Work to be completed
Format the material from the line containing "Every instance of the tortilla" through the line containing "Query: tortilla chip" as a JSON list of strings, one string per line, with blank lines left out.

Recorded data

═══

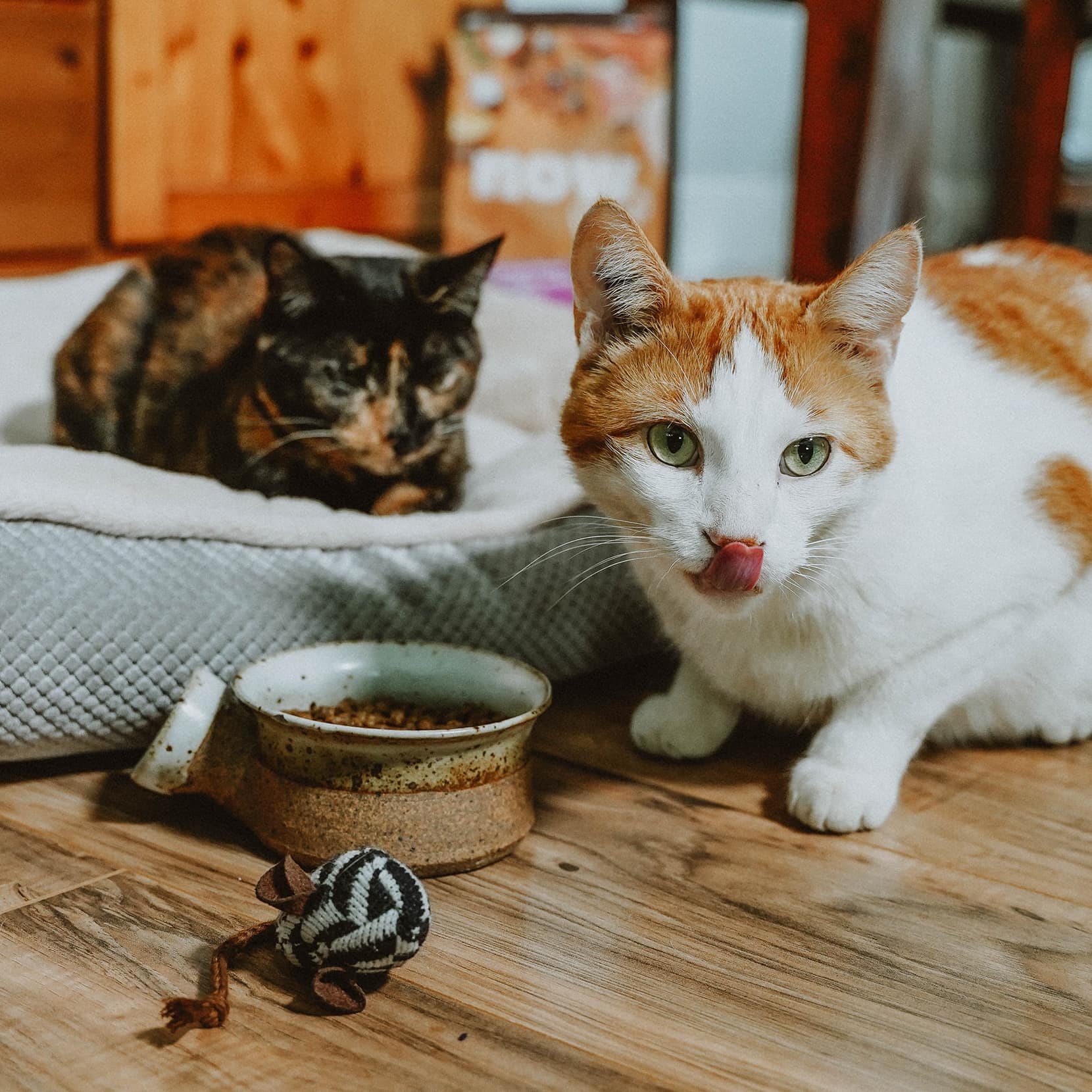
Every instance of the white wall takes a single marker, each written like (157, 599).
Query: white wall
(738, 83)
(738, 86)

═══

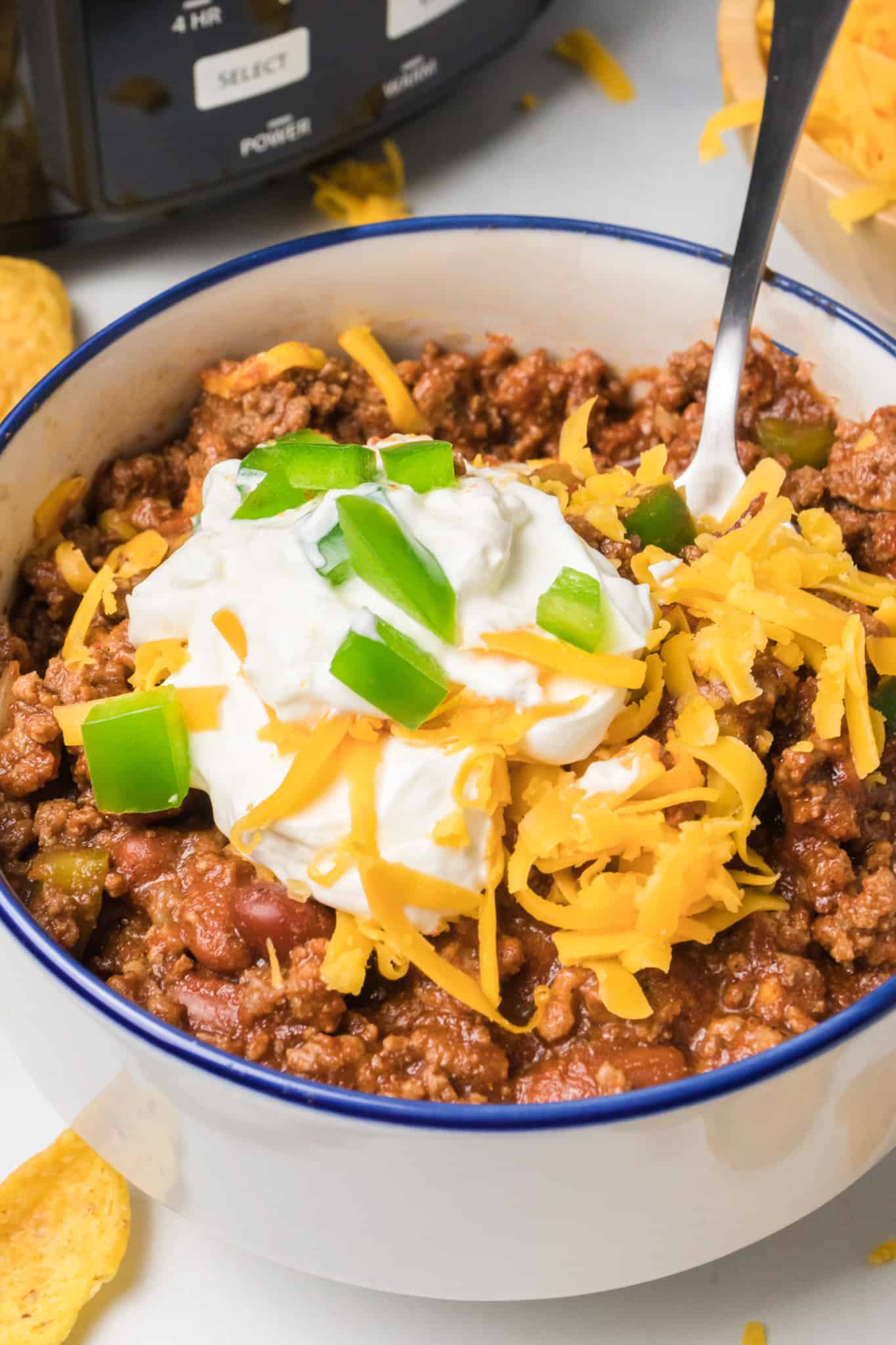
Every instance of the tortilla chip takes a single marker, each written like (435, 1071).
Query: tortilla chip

═══

Exercise response
[
  "Every instance of the tortilla chip takes a single marker, each written like (435, 1071).",
  "Query: tortilla chip"
]